**Activity**:
Look through the entries for the string "house" and copy every line where it shows up.

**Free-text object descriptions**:

-- -- --

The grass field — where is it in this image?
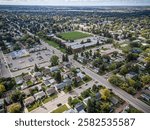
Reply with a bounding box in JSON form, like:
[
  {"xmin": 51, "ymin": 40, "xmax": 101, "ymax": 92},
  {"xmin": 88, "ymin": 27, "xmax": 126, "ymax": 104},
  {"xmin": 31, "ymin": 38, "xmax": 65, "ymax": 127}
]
[
  {"xmin": 58, "ymin": 31, "xmax": 92, "ymax": 41},
  {"xmin": 52, "ymin": 104, "xmax": 69, "ymax": 113},
  {"xmin": 45, "ymin": 39, "xmax": 66, "ymax": 53}
]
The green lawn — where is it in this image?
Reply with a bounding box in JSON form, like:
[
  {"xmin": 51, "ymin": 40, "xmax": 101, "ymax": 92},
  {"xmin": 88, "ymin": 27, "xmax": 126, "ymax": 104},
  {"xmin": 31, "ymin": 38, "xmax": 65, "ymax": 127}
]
[
  {"xmin": 52, "ymin": 104, "xmax": 69, "ymax": 113},
  {"xmin": 83, "ymin": 75, "xmax": 92, "ymax": 83},
  {"xmin": 58, "ymin": 31, "xmax": 92, "ymax": 41},
  {"xmin": 45, "ymin": 40, "xmax": 66, "ymax": 53},
  {"xmin": 42, "ymin": 95, "xmax": 58, "ymax": 104},
  {"xmin": 27, "ymin": 102, "xmax": 42, "ymax": 112}
]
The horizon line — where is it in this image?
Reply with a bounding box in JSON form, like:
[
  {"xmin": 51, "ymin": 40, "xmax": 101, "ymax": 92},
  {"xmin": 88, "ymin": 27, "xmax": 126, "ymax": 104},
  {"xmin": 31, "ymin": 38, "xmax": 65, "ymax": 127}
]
[{"xmin": 0, "ymin": 4, "xmax": 150, "ymax": 7}]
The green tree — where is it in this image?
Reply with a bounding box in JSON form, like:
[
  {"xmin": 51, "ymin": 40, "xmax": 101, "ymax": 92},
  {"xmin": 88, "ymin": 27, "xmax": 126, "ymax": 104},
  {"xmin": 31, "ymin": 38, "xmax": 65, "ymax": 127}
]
[
  {"xmin": 8, "ymin": 103, "xmax": 21, "ymax": 113},
  {"xmin": 68, "ymin": 97, "xmax": 72, "ymax": 106},
  {"xmin": 101, "ymin": 103, "xmax": 111, "ymax": 112},
  {"xmin": 55, "ymin": 71, "xmax": 62, "ymax": 83},
  {"xmin": 100, "ymin": 88, "xmax": 111, "ymax": 101},
  {"xmin": 0, "ymin": 84, "xmax": 6, "ymax": 97},
  {"xmin": 141, "ymin": 75, "xmax": 150, "ymax": 85},
  {"xmin": 34, "ymin": 64, "xmax": 39, "ymax": 72},
  {"xmin": 50, "ymin": 55, "xmax": 59, "ymax": 66},
  {"xmin": 120, "ymin": 66, "xmax": 128, "ymax": 75}
]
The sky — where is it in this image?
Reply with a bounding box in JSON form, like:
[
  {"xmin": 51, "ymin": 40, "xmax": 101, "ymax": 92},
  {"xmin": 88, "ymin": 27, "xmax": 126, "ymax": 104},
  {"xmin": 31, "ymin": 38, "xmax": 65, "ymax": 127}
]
[{"xmin": 0, "ymin": 0, "xmax": 150, "ymax": 6}]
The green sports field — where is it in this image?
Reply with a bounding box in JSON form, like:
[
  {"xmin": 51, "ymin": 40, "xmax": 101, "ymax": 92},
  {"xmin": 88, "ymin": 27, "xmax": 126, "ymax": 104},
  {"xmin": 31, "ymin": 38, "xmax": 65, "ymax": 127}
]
[{"xmin": 58, "ymin": 31, "xmax": 92, "ymax": 41}]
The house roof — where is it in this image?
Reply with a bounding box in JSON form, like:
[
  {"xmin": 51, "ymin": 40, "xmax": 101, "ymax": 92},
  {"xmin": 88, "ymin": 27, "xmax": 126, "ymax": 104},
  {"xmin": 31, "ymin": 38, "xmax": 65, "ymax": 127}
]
[
  {"xmin": 77, "ymin": 72, "xmax": 85, "ymax": 79},
  {"xmin": 50, "ymin": 66, "xmax": 59, "ymax": 72},
  {"xmin": 46, "ymin": 87, "xmax": 56, "ymax": 95},
  {"xmin": 110, "ymin": 97, "xmax": 119, "ymax": 105},
  {"xmin": 0, "ymin": 99, "xmax": 4, "ymax": 106},
  {"xmin": 83, "ymin": 97, "xmax": 91, "ymax": 105},
  {"xmin": 24, "ymin": 96, "xmax": 35, "ymax": 106},
  {"xmin": 34, "ymin": 91, "xmax": 46, "ymax": 100},
  {"xmin": 56, "ymin": 83, "xmax": 66, "ymax": 90},
  {"xmin": 74, "ymin": 103, "xmax": 84, "ymax": 113}
]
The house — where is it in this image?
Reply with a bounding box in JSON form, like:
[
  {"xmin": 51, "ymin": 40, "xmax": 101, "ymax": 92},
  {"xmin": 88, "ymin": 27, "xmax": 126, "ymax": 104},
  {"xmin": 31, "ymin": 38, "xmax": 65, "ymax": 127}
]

-- -- --

**Written solution**:
The house roof — where is it in this image?
The house — where is it in this image?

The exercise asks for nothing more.